[Stored items]
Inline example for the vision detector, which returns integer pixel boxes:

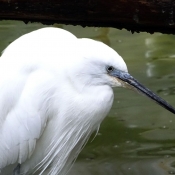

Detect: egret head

[70,39,175,113]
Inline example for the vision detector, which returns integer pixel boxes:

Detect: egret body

[0,28,175,175]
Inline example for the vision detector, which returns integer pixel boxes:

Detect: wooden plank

[0,0,175,34]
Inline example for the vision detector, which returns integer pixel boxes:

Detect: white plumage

[0,28,174,175]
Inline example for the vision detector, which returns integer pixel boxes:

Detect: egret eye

[106,66,114,73]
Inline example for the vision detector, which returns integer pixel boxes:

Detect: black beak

[110,70,175,114]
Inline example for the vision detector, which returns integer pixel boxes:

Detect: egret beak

[110,69,175,114]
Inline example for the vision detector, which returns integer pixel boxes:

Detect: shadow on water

[0,21,175,175]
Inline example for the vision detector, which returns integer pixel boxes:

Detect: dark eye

[106,66,114,73]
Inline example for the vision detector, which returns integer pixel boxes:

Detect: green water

[0,21,175,175]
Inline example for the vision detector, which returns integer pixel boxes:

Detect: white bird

[0,28,175,175]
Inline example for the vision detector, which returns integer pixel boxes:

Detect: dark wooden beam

[0,0,175,34]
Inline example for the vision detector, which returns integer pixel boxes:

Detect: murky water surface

[0,21,175,175]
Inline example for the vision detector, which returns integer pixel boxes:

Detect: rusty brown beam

[0,0,175,34]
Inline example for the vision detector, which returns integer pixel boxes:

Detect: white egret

[0,28,175,175]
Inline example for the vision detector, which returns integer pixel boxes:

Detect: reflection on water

[0,21,175,175]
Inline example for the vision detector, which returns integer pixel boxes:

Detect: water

[0,21,175,175]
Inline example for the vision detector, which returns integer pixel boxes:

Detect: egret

[0,27,175,175]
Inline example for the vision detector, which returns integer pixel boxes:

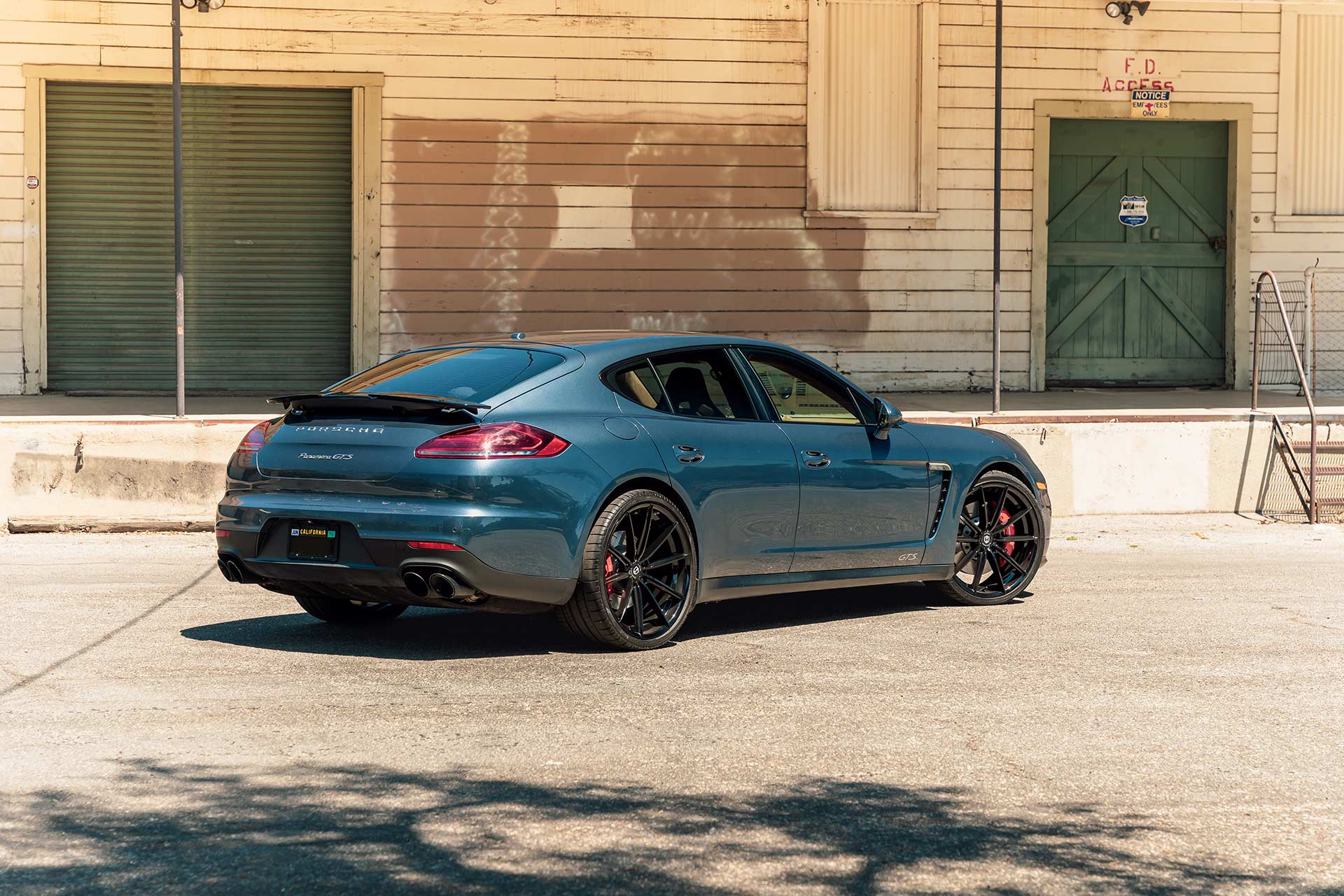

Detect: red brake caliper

[1000,510,1017,563]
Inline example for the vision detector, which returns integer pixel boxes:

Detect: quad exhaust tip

[215,557,244,584]
[402,571,428,598]
[402,567,485,605]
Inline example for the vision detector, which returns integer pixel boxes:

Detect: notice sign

[1119,196,1148,227]
[1129,90,1172,118]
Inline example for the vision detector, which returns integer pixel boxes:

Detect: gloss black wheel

[559,489,696,650]
[929,473,1044,606]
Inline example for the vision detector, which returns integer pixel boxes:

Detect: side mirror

[872,398,900,440]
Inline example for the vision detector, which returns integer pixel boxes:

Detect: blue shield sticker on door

[1119,196,1148,227]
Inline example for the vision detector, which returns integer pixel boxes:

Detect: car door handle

[672,444,704,463]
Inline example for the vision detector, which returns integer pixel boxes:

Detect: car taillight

[234,421,274,456]
[415,423,570,461]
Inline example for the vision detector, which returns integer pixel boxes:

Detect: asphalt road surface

[0,516,1344,896]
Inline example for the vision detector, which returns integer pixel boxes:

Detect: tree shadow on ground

[181,586,995,659]
[0,762,1338,896]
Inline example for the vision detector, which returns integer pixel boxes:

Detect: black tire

[294,595,406,626]
[925,472,1046,607]
[555,489,699,650]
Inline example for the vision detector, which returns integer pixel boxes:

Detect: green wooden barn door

[46,83,351,393]
[1046,120,1227,386]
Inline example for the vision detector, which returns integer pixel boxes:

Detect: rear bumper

[215,519,575,610]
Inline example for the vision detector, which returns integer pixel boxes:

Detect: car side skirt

[696,564,953,603]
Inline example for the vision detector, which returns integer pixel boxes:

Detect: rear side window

[612,360,669,414]
[650,348,757,421]
[327,346,564,402]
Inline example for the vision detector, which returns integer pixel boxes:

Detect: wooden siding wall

[0,0,1344,392]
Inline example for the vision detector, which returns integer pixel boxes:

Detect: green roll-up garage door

[46,83,351,393]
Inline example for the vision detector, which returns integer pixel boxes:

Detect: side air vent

[929,461,951,539]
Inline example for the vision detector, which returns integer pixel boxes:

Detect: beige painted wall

[0,0,1344,392]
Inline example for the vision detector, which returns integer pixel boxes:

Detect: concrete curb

[9,516,215,535]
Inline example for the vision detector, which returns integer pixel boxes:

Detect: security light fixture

[1106,0,1152,25]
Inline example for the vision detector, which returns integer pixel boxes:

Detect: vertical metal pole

[1252,291,1261,411]
[169,0,187,416]
[993,0,1004,414]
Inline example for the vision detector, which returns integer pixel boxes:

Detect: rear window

[327,348,564,402]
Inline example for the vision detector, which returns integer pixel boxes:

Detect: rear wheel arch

[970,461,1036,494]
[589,474,700,548]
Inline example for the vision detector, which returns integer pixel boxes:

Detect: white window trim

[1274,3,1344,232]
[802,0,938,227]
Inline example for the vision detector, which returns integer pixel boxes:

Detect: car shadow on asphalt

[0,759,1340,896]
[181,584,1017,659]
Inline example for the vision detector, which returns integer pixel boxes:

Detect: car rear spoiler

[266,392,491,414]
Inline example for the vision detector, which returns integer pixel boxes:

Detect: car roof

[414,329,785,364]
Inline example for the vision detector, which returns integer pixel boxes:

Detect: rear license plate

[289,522,337,560]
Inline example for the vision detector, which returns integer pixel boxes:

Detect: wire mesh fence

[1306,269,1344,395]
[1252,279,1308,387]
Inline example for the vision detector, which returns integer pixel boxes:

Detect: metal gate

[46,83,351,393]
[1305,267,1344,395]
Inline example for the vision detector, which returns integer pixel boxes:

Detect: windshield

[327,348,564,402]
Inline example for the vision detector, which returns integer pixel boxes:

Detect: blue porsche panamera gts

[215,332,1050,650]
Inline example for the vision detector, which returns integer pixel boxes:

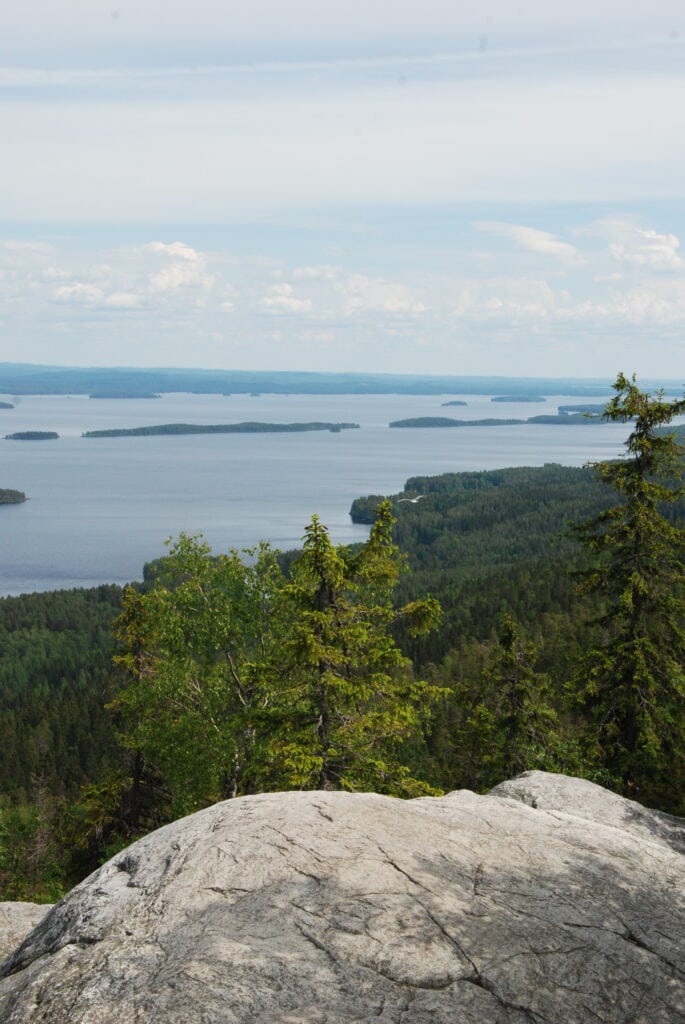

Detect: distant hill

[0,362,663,398]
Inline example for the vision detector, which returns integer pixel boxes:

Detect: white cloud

[293,263,340,281]
[609,227,683,270]
[146,242,204,263]
[104,292,140,309]
[335,273,426,315]
[474,220,585,266]
[145,242,215,292]
[52,282,102,306]
[262,282,311,313]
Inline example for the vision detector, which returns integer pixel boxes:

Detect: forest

[0,377,685,900]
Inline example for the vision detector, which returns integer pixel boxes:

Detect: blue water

[0,394,628,595]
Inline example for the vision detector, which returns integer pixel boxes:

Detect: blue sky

[0,0,685,379]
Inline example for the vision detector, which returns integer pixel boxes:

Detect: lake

[0,389,629,595]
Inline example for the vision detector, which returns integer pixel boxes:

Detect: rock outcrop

[0,903,50,963]
[0,772,685,1024]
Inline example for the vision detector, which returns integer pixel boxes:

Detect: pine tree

[112,502,440,814]
[255,502,440,796]
[574,374,685,813]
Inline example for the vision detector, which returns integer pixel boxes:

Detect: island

[490,394,547,401]
[525,413,606,427]
[559,398,611,416]
[88,391,162,398]
[0,487,27,505]
[5,430,59,441]
[81,422,359,437]
[388,416,525,427]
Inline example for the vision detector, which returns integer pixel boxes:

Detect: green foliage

[116,535,285,814]
[253,502,439,796]
[117,503,439,813]
[574,374,685,812]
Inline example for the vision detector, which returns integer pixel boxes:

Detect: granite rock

[0,903,50,962]
[0,772,685,1024]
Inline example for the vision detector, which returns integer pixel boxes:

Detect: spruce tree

[573,374,685,813]
[258,501,441,796]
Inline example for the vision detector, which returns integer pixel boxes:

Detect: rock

[0,772,685,1024]
[0,903,50,962]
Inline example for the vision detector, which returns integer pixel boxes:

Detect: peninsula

[5,430,59,441]
[88,391,162,398]
[388,413,606,427]
[81,422,359,437]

**Written request:**
How many lines of the material above contain the word "black"? Reply with the number alone.

**Final answer:**
3